**Request**. Repeat exactly, and only, the lines from the one containing "girl's shoulder, put" through the end of the records.

**Coordinate annotation entries**.
* * *

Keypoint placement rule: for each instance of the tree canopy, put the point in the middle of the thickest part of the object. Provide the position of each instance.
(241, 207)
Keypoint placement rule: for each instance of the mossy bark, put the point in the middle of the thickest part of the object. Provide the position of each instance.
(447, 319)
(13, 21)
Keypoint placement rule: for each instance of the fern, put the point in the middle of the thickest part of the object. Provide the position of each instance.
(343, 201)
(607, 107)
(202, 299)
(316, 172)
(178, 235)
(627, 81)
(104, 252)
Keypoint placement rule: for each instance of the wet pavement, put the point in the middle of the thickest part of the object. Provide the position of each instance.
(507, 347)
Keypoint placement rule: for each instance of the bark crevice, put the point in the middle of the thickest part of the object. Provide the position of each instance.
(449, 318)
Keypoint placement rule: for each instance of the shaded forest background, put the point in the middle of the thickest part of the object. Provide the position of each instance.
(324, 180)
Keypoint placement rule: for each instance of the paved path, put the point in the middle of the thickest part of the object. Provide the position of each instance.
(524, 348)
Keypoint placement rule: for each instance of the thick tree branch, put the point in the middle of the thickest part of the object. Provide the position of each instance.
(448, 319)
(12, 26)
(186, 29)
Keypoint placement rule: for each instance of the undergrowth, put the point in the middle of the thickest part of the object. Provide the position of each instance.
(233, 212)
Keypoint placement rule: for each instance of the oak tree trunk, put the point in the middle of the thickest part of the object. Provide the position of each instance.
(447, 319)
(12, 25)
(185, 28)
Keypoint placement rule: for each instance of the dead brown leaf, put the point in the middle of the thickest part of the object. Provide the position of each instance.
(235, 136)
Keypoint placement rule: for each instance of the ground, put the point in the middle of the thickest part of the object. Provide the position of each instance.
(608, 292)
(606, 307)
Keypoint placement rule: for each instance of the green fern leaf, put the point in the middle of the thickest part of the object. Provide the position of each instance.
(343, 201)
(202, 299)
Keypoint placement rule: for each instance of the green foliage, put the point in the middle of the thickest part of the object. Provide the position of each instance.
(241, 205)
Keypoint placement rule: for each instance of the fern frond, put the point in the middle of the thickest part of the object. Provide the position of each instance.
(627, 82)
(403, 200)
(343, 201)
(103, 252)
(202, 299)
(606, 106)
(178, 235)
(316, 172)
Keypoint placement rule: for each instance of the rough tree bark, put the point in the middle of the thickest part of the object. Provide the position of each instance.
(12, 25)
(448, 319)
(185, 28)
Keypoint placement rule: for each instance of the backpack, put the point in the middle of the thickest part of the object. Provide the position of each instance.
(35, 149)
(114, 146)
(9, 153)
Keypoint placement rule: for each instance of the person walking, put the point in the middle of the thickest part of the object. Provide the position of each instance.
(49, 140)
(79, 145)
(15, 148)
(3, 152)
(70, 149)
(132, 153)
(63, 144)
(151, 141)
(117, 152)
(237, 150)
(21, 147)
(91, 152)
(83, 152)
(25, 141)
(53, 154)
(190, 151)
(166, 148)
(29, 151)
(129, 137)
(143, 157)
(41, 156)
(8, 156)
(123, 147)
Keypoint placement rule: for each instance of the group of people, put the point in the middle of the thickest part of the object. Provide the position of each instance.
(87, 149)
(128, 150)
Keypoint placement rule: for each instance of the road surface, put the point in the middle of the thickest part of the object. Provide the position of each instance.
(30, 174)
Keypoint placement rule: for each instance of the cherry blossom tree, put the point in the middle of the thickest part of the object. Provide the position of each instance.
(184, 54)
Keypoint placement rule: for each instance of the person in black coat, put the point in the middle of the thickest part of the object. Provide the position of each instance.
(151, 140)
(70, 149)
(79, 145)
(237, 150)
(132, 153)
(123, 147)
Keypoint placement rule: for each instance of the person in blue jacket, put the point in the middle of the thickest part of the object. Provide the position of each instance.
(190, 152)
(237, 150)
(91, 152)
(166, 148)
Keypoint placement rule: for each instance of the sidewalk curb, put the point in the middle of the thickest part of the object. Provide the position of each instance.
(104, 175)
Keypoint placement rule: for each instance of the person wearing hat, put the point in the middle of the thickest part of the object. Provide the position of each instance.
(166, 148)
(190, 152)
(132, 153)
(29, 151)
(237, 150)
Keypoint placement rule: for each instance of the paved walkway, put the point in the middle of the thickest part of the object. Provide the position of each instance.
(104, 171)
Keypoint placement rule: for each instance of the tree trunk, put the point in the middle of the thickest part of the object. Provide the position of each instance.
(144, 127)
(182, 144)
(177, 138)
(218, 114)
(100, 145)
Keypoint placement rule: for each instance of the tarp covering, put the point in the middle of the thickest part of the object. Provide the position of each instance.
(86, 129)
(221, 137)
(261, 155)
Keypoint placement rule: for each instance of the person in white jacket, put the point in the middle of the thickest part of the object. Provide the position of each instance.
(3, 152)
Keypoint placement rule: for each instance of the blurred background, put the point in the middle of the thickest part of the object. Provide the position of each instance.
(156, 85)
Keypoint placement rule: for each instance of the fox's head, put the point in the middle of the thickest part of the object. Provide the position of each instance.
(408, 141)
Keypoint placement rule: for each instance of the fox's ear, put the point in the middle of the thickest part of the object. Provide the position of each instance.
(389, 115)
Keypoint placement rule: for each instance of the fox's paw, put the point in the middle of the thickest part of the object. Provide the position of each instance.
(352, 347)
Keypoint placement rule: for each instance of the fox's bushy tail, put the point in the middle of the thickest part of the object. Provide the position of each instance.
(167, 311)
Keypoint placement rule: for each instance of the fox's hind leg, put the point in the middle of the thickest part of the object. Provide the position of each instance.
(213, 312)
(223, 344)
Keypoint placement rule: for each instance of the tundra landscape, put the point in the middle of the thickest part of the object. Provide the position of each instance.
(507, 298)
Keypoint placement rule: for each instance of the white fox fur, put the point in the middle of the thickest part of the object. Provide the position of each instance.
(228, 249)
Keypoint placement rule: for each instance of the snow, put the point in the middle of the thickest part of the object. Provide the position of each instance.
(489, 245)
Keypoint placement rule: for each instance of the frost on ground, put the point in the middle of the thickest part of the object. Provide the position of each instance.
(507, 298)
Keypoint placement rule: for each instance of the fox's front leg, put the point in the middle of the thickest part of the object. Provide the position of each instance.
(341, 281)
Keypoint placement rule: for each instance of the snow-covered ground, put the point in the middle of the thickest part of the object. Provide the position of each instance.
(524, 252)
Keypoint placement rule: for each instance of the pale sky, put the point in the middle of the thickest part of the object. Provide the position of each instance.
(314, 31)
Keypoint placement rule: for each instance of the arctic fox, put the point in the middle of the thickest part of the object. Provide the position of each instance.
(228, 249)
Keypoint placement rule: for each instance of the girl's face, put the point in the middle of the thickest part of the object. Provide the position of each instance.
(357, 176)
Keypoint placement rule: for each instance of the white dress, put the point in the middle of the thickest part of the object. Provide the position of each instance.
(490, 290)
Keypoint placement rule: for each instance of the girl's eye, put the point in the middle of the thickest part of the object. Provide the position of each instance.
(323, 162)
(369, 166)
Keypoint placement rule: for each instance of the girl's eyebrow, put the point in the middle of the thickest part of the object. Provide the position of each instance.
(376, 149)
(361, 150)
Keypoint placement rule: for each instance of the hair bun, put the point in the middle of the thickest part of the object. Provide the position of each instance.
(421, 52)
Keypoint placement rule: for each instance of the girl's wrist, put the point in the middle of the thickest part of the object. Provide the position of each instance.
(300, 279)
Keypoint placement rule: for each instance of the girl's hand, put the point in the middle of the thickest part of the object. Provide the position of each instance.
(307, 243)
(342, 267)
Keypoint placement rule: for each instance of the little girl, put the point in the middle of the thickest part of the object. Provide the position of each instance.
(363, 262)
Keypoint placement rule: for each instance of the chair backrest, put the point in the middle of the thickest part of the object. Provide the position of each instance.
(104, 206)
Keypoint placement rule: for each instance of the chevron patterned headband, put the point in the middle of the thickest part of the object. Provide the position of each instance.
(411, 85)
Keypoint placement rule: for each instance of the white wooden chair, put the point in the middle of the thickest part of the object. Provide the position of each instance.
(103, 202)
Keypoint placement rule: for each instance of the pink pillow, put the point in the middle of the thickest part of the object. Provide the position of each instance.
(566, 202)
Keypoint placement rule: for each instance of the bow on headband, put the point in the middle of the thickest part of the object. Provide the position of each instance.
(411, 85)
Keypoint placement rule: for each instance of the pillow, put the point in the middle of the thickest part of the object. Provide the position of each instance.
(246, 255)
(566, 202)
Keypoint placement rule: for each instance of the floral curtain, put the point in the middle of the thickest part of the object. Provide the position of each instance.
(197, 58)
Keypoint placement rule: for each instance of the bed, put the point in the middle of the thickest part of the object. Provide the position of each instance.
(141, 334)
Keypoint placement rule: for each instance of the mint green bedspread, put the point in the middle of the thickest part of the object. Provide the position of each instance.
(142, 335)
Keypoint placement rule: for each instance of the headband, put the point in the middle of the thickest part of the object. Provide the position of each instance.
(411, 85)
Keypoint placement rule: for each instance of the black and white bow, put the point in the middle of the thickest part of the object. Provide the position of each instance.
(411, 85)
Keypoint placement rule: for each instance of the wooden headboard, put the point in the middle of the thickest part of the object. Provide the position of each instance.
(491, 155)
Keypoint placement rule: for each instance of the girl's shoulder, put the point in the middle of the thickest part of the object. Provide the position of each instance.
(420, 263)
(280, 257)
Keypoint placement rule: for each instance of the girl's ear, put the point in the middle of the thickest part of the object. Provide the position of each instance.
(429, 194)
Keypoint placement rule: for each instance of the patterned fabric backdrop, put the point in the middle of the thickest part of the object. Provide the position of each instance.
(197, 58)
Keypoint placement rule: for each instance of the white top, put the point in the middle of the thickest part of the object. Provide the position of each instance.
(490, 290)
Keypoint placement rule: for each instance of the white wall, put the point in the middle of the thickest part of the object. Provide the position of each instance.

* * *

**Solution**.
Keypoint placement rule: for each instance of the girl's shoulder, put the point in the middle of the thickest part of the object. Provide the position of each instance.
(420, 263)
(280, 257)
Keypoint placement rule: for each instance of the girl's ear, put the point in the middle of the thickest part of the object. Provide the position of each instance.
(429, 194)
Keypoint placement rule: for each instance of the patterned fabric backdrop, put the point in the middle of the thickest part of the object. Provide the position of each instance.
(197, 58)
Keypoint placement rule: for each instance of the white top, put the point in the middle of the thickest part of the object. Provide the position of each instance.
(490, 290)
Keypoint placement rule: for each instance of the white wall, put the point in the middle of the thickest part of the object. Provide the position of each instance.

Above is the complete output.